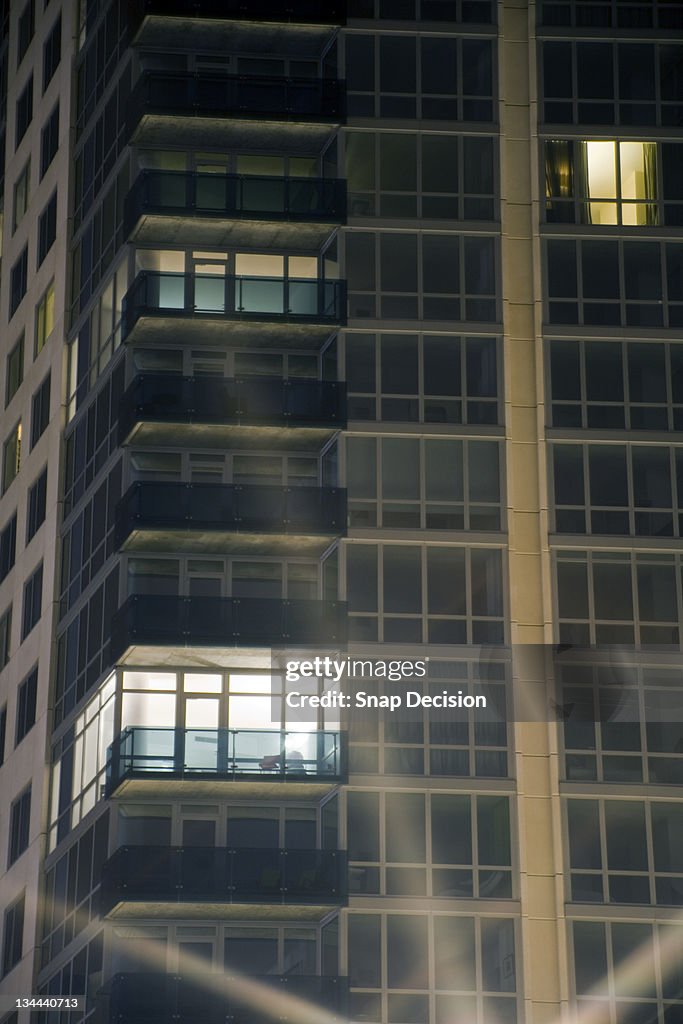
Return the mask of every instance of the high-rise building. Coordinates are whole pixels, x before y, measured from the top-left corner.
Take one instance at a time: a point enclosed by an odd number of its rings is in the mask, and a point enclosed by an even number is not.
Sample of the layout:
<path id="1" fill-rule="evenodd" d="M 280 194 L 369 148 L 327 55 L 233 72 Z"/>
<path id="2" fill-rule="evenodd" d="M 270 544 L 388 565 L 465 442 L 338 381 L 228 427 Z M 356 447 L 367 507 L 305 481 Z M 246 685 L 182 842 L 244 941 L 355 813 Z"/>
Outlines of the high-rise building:
<path id="1" fill-rule="evenodd" d="M 681 1024 L 683 3 L 1 22 L 0 1022 Z"/>

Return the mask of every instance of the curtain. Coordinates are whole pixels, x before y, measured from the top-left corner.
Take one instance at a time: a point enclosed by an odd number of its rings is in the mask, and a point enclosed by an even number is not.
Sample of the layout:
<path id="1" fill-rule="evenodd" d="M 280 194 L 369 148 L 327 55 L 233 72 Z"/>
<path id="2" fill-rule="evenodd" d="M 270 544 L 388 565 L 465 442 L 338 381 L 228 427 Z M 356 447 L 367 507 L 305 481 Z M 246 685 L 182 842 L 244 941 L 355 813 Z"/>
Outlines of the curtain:
<path id="1" fill-rule="evenodd" d="M 645 172 L 645 199 L 651 199 L 645 207 L 645 223 L 659 222 L 657 209 L 657 143 L 643 143 L 643 170 Z"/>
<path id="2" fill-rule="evenodd" d="M 574 167 L 576 195 L 578 199 L 583 200 L 579 211 L 579 221 L 581 224 L 592 224 L 591 204 L 585 202 L 589 198 L 590 193 L 588 185 L 588 145 L 585 142 L 577 142 L 576 145 L 577 152 Z"/>

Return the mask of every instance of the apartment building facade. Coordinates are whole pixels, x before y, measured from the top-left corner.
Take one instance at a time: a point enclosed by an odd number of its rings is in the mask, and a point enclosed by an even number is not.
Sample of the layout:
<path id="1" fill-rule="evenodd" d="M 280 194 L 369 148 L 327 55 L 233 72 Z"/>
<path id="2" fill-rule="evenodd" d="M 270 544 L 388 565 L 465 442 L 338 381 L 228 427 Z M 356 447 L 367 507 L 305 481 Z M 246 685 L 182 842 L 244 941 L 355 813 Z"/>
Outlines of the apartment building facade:
<path id="1" fill-rule="evenodd" d="M 681 1020 L 683 4 L 5 24 L 0 995 Z"/>

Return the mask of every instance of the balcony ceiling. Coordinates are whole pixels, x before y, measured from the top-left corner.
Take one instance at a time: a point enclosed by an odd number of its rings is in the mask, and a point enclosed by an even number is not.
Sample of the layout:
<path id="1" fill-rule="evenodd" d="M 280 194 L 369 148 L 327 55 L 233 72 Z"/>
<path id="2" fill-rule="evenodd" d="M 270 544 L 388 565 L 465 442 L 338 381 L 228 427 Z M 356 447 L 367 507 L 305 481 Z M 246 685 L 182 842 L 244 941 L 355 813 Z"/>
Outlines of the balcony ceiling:
<path id="1" fill-rule="evenodd" d="M 340 533 L 342 532 L 340 528 Z M 149 554 L 180 552 L 192 555 L 322 555 L 332 543 L 332 534 L 293 536 L 278 533 L 238 533 L 235 530 L 133 530 L 124 551 Z"/>
<path id="2" fill-rule="evenodd" d="M 333 904 L 307 903 L 182 903 L 130 902 L 117 903 L 107 914 L 114 920 L 152 921 L 321 921 L 333 909 Z"/>
<path id="3" fill-rule="evenodd" d="M 113 799 L 118 800 L 225 800 L 228 797 L 240 800 L 311 800 L 316 801 L 327 796 L 339 782 L 290 782 L 285 777 L 282 781 L 247 782 L 234 779 L 165 779 L 163 776 L 152 779 L 124 779 L 116 787 Z"/>
<path id="4" fill-rule="evenodd" d="M 324 6 L 324 0 L 321 0 Z M 148 15 L 135 37 L 146 49 L 187 50 L 198 53 L 245 53 L 250 57 L 319 57 L 335 31 L 331 25 L 259 24 L 211 18 L 171 18 Z"/>
<path id="5" fill-rule="evenodd" d="M 239 448 L 253 451 L 311 452 L 323 444 L 342 424 L 329 427 L 250 427 L 205 423 L 139 423 L 127 438 L 130 444 L 153 447 Z"/>
<path id="6" fill-rule="evenodd" d="M 290 156 L 317 156 L 335 125 L 290 124 L 228 118 L 164 117 L 145 114 L 133 137 L 145 148 L 177 149 L 179 145 L 209 152 L 245 148 L 254 153 L 286 150 Z"/>
<path id="7" fill-rule="evenodd" d="M 183 644 L 160 647 L 153 644 L 131 644 L 116 659 L 116 664 L 135 668 L 168 667 L 174 670 L 231 668 L 235 672 L 241 668 L 269 669 L 269 652 L 268 647 L 249 647 L 246 643 L 232 647 L 185 647 Z"/>
<path id="8" fill-rule="evenodd" d="M 284 316 L 258 320 L 239 319 L 239 314 L 187 314 L 178 316 L 142 316 L 130 330 L 126 343 L 140 345 L 220 345 L 247 344 L 252 348 L 317 350 L 339 328 L 323 323 L 297 323 Z"/>
<path id="9" fill-rule="evenodd" d="M 160 216 L 145 214 L 137 222 L 131 241 L 152 245 L 194 245 L 227 249 L 235 246 L 267 249 L 318 249 L 337 227 L 329 223 L 297 223 L 265 218 Z"/>

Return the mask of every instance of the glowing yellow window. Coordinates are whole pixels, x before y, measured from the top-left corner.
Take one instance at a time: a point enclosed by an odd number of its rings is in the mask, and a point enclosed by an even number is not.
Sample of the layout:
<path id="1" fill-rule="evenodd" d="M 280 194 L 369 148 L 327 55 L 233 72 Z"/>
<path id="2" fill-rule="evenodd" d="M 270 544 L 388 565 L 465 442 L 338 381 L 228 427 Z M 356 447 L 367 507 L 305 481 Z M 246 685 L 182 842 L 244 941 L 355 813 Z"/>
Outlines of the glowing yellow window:
<path id="1" fill-rule="evenodd" d="M 554 139 L 545 146 L 548 219 L 583 224 L 656 224 L 654 142 Z"/>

--------------------

Exercise details: Retype the whole listing, keeping every line identical and omitting all pictures.

Expected answer:
Return the mask of every instance of the high-rise building. Coordinates are whole pixels, x before y, measured from the top-left corner.
Take one instance at a time: a point enclosed by an odd number of its rings is in the mask, and a point enclosed by an even number is not.
Sample of the layout:
<path id="1" fill-rule="evenodd" d="M 280 194 L 369 148 L 327 55 L 233 72 Z"/>
<path id="2" fill-rule="evenodd" d="M 270 544 L 388 565 L 465 442 L 338 381 L 228 427 Z M 356 447 L 367 507 L 305 481 Z M 246 685 L 182 842 L 244 941 L 355 813 Z"/>
Outlines of the high-rise building:
<path id="1" fill-rule="evenodd" d="M 681 1024 L 683 3 L 1 22 L 0 1022 Z"/>

Return the mask of every instance of the curtain. Coordinates are whole pixels, x before y, measured from the top-left corner.
Take one instance at a time: a point enclosed by an odd number of its rings is in the mask, and a point enclosed by an even number is not.
Sample of the layout:
<path id="1" fill-rule="evenodd" d="M 280 194 L 369 148 L 327 55 L 233 72 Z"/>
<path id="2" fill-rule="evenodd" d="M 270 544 L 388 565 L 465 442 L 338 381 L 228 427 Z M 356 447 L 367 507 L 305 481 Z M 246 685 L 182 842 L 244 941 L 355 813 Z"/>
Outlines of the curtain:
<path id="1" fill-rule="evenodd" d="M 645 172 L 645 199 L 651 199 L 645 207 L 645 223 L 659 222 L 657 209 L 657 143 L 643 143 L 643 170 Z"/>
<path id="2" fill-rule="evenodd" d="M 574 167 L 576 195 L 578 199 L 583 200 L 579 211 L 579 221 L 581 224 L 592 224 L 591 204 L 585 202 L 589 198 L 590 193 L 588 185 L 588 145 L 585 142 L 577 142 L 576 145 L 577 152 Z"/>

Return the mask of every instance of the apartment building facade. Coordinates are whole pixels, x before y, measured from the top-left corner.
Take one instance at a time: a point enclosed by an odd number of its rings is in the mask, and a point enclosed by an even number is not.
Sample of the layout:
<path id="1" fill-rule="evenodd" d="M 280 194 L 369 148 L 327 55 L 233 72 Z"/>
<path id="2" fill-rule="evenodd" d="M 270 544 L 388 565 L 465 442 L 338 381 L 228 427 Z M 356 447 L 367 507 L 305 481 Z M 246 685 L 182 842 L 244 941 L 355 813 Z"/>
Outlines of the apartment building facade:
<path id="1" fill-rule="evenodd" d="M 681 1020 L 683 4 L 5 24 L 0 995 Z"/>

Return the mask of every instance of the balcony ceiling. Coordinates are whole pixels, x before y, measured from the top-left corner.
Take one instance at a time: a point enclosed by an odd number of its rings is in the mask, and a point enclosed by an even number is not.
Sample of the layout:
<path id="1" fill-rule="evenodd" d="M 280 194 L 369 148 L 327 55 L 233 72 Z"/>
<path id="2" fill-rule="evenodd" d="M 270 544 L 388 565 L 465 442 L 338 381 L 228 427 Z M 356 447 L 367 507 L 305 481 Z M 246 685 L 182 842 L 244 941 L 355 813 Z"/>
Outlines of the balcony ceiling:
<path id="1" fill-rule="evenodd" d="M 340 533 L 342 532 L 340 528 Z M 149 554 L 180 552 L 192 555 L 322 555 L 332 543 L 332 534 L 293 536 L 278 533 L 238 533 L 235 530 L 133 530 L 124 551 Z"/>
<path id="2" fill-rule="evenodd" d="M 333 904 L 307 903 L 182 903 L 130 902 L 117 903 L 107 914 L 114 920 L 152 921 L 321 921 L 333 909 Z"/>
<path id="3" fill-rule="evenodd" d="M 113 799 L 118 800 L 225 800 L 228 797 L 240 800 L 311 800 L 316 801 L 327 796 L 339 782 L 290 782 L 285 777 L 282 781 L 247 782 L 234 779 L 165 779 L 163 776 L 152 779 L 124 779 L 116 787 Z"/>
<path id="4" fill-rule="evenodd" d="M 324 6 L 324 0 L 321 0 Z M 148 15 L 135 37 L 146 49 L 187 50 L 198 53 L 245 53 L 250 57 L 319 57 L 335 31 L 331 25 L 259 24 L 211 18 L 171 18 Z"/>
<path id="5" fill-rule="evenodd" d="M 239 448 L 253 451 L 311 452 L 323 444 L 342 424 L 329 427 L 250 427 L 205 423 L 139 423 L 127 438 L 130 444 L 153 447 Z"/>
<path id="6" fill-rule="evenodd" d="M 290 156 L 317 156 L 335 125 L 290 124 L 228 118 L 164 117 L 145 114 L 133 137 L 145 148 L 177 149 L 179 145 L 209 152 L 245 148 L 254 153 L 286 150 Z"/>
<path id="7" fill-rule="evenodd" d="M 183 644 L 160 647 L 153 644 L 131 644 L 116 659 L 116 664 L 135 668 L 168 667 L 174 670 L 231 668 L 235 672 L 241 668 L 269 669 L 269 652 L 268 647 L 249 647 L 246 643 L 232 647 L 185 647 Z"/>
<path id="8" fill-rule="evenodd" d="M 284 316 L 258 320 L 239 319 L 239 314 L 187 314 L 178 316 L 142 316 L 130 330 L 126 343 L 140 345 L 220 345 L 247 344 L 252 348 L 317 350 L 339 328 L 323 323 L 297 323 Z"/>
<path id="9" fill-rule="evenodd" d="M 160 216 L 145 214 L 137 222 L 131 241 L 152 245 L 194 245 L 227 249 L 235 246 L 267 249 L 318 249 L 337 227 L 329 223 L 297 223 L 265 218 Z"/>

Return the mask of every instance of the glowing yellow window. Coordinates are whole pixels, x before y, measured from the top-left corner.
Take one instance at a time: a point enclosed by an odd number of its rings is in the mask, and a point enclosed by an even number is not.
Sample of the layout:
<path id="1" fill-rule="evenodd" d="M 280 194 L 369 148 L 327 55 L 233 72 Z"/>
<path id="2" fill-rule="evenodd" d="M 270 544 L 388 565 L 465 442 L 338 381 L 228 427 Z M 356 447 L 367 507 L 305 481 Z M 246 685 L 182 842 L 244 941 L 355 813 Z"/>
Outlines of the glowing yellow window:
<path id="1" fill-rule="evenodd" d="M 554 139 L 545 146 L 548 219 L 583 224 L 656 224 L 654 142 Z"/>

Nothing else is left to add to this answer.